● TASK STATEMENT
Output every entry below word for word, without its pictures.
########
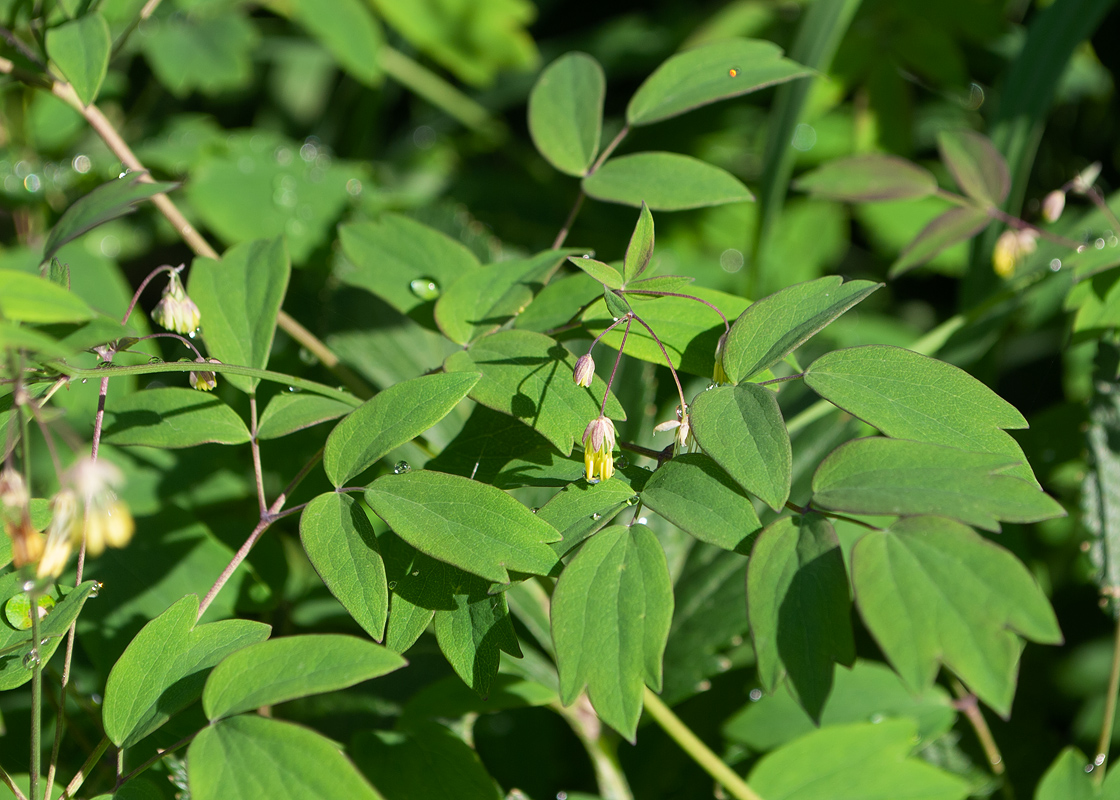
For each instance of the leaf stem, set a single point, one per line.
(968, 705)
(699, 752)
(267, 519)
(108, 372)
(86, 769)
(1100, 761)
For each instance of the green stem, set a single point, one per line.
(86, 769)
(1110, 712)
(700, 753)
(195, 366)
(36, 698)
(423, 82)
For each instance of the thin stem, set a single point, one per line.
(727, 325)
(267, 520)
(699, 752)
(255, 446)
(672, 371)
(36, 699)
(86, 769)
(152, 760)
(614, 371)
(143, 285)
(607, 150)
(968, 705)
(795, 377)
(568, 223)
(6, 779)
(1110, 712)
(105, 372)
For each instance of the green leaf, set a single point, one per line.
(689, 331)
(640, 249)
(603, 272)
(283, 669)
(81, 49)
(580, 509)
(776, 325)
(610, 615)
(707, 74)
(800, 608)
(945, 230)
(28, 298)
(343, 548)
(697, 495)
(469, 524)
(393, 417)
(664, 182)
(404, 262)
(868, 178)
(529, 377)
(743, 430)
(977, 166)
(53, 629)
(862, 760)
(423, 760)
(287, 412)
(239, 298)
(566, 112)
(171, 417)
(165, 667)
(482, 300)
(475, 632)
(709, 619)
(1067, 779)
(932, 591)
(902, 477)
(907, 396)
(249, 757)
(869, 690)
(348, 29)
(106, 202)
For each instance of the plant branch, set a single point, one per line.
(106, 372)
(86, 769)
(267, 519)
(1100, 761)
(697, 750)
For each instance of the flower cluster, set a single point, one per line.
(176, 310)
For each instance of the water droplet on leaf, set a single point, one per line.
(425, 288)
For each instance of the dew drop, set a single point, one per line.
(425, 288)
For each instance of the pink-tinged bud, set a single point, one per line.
(598, 449)
(585, 371)
(1053, 205)
(176, 310)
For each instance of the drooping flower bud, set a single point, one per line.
(598, 449)
(1053, 205)
(585, 371)
(176, 310)
(204, 380)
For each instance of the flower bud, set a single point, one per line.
(1053, 205)
(204, 380)
(176, 310)
(585, 371)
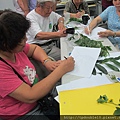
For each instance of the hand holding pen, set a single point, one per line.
(87, 30)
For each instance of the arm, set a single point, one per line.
(21, 4)
(48, 35)
(93, 24)
(26, 6)
(61, 23)
(28, 94)
(42, 57)
(109, 33)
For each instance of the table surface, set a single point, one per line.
(66, 48)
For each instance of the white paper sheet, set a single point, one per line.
(94, 34)
(85, 83)
(113, 54)
(85, 59)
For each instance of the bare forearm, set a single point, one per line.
(47, 35)
(94, 23)
(25, 2)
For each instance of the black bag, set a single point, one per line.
(50, 107)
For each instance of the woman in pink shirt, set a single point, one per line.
(106, 3)
(19, 95)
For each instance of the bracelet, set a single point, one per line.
(46, 60)
(61, 21)
(114, 34)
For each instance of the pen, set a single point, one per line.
(65, 57)
(89, 30)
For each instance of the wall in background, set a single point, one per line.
(5, 4)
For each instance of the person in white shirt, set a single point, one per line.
(41, 31)
(19, 7)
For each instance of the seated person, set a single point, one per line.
(20, 92)
(112, 16)
(106, 3)
(20, 7)
(42, 20)
(76, 8)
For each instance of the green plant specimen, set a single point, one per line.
(74, 19)
(104, 99)
(112, 67)
(101, 68)
(87, 42)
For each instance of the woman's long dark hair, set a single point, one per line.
(13, 27)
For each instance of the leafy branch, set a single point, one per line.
(104, 99)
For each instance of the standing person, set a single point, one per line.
(76, 8)
(41, 31)
(106, 3)
(19, 97)
(20, 8)
(30, 4)
(112, 16)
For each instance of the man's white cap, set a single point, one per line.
(41, 1)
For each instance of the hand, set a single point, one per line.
(106, 33)
(87, 31)
(61, 26)
(52, 65)
(62, 33)
(67, 65)
(79, 14)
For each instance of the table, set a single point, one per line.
(66, 48)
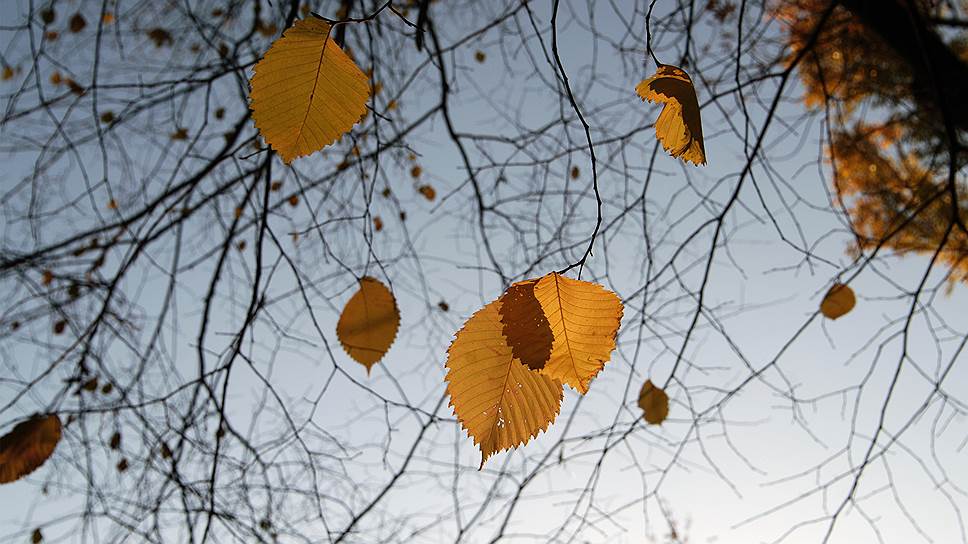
########
● TASK SOLUTION
For each instance of the leaf stem, set a single point, one per line.
(968, 705)
(699, 752)
(267, 519)
(108, 372)
(86, 769)
(1100, 761)
For each instance of the green stem, set a single point, one per line.
(86, 769)
(1110, 712)
(700, 753)
(195, 366)
(36, 698)
(423, 82)
For each instance of the thin stem, set a single point, one per line.
(727, 325)
(267, 520)
(699, 752)
(255, 446)
(672, 371)
(36, 699)
(86, 769)
(152, 760)
(614, 371)
(143, 285)
(607, 150)
(968, 705)
(795, 377)
(568, 223)
(6, 779)
(1110, 712)
(105, 372)
For each instance of the green leaf, set a single point, one per line.
(689, 331)
(640, 249)
(603, 272)
(283, 669)
(81, 49)
(580, 509)
(776, 325)
(610, 615)
(707, 74)
(800, 608)
(945, 230)
(28, 298)
(343, 548)
(697, 495)
(469, 524)
(393, 417)
(664, 182)
(404, 262)
(868, 178)
(529, 377)
(743, 430)
(977, 166)
(53, 629)
(862, 760)
(423, 760)
(287, 412)
(239, 298)
(566, 112)
(171, 417)
(165, 667)
(482, 300)
(475, 632)
(709, 619)
(1067, 779)
(932, 591)
(902, 477)
(907, 396)
(249, 757)
(869, 690)
(348, 29)
(106, 202)
For each instance of the plant branch, set a single point, one per line.
(106, 372)
(86, 769)
(267, 519)
(1100, 761)
(697, 750)
For each instance of the flower cluster, set a single point, one per line.
(176, 310)
For each instance of the water droplet on leaf, set a single point, one per line.
(425, 288)
For each instance of the dew drop, set a single point, one per line.
(425, 288)
For each instance of the pink-tinged bud, set a single point, one per line.
(598, 449)
(585, 371)
(1053, 205)
(176, 310)
For each instance of the drooping flower bud, set a single point, one per line.
(598, 449)
(1053, 205)
(585, 371)
(176, 310)
(204, 380)
For each instance of the flower bud, set a single point, one per line.
(1053, 205)
(204, 380)
(176, 310)
(585, 371)
For each instance of the hand holding pen, set a single point, one per line.
(87, 30)
For each instance of the arm, set a single point, one per line.
(21, 4)
(48, 35)
(93, 24)
(26, 6)
(61, 23)
(28, 94)
(42, 57)
(109, 33)
For each instance of the table surface, set a single point, one per line.
(66, 48)
For each instance of the white paper sheet, set a single point, one per line.
(94, 34)
(85, 83)
(113, 54)
(85, 59)
For each instance of the bare forearm, set a single point, one per line.
(47, 35)
(94, 23)
(25, 2)
For each instance of the black bag, set a single point, one per line.
(50, 107)
For each instance of the woman in pink shirt, set a single point, one per line.
(106, 3)
(19, 95)
For each instance of the bracelet, set a single point, one per line.
(46, 60)
(61, 21)
(114, 34)
For each instance of the pen, set a single point, one per line.
(65, 57)
(89, 30)
For each instance of the wall in background, set a single point, one per line.
(5, 4)
For each instance of the person in white shirt, set a single point, one per line.
(41, 31)
(19, 7)
For each instance of the seated person, set a single point, one per line.
(20, 92)
(112, 16)
(106, 3)
(20, 7)
(42, 20)
(76, 8)
For each instance of the green plant specimen, set a single point, one per line.
(74, 19)
(104, 99)
(112, 67)
(101, 68)
(87, 42)
For each instance of the woman's long dark hair, set a single point, one per line.
(13, 27)
For each instance of the leafy branch, set a single point, one per line.
(104, 99)
For each instance of the standing person, set a single point, one per line.
(76, 8)
(41, 31)
(106, 3)
(19, 97)
(20, 8)
(30, 4)
(112, 16)
For each instance of the man's white cap, set a single point, one per line.
(41, 1)
For each instance of the hand, set a single point, one per line.
(106, 33)
(87, 31)
(61, 26)
(52, 65)
(62, 33)
(67, 65)
(79, 14)
For each instance of the table, set a single point, one per line.
(66, 48)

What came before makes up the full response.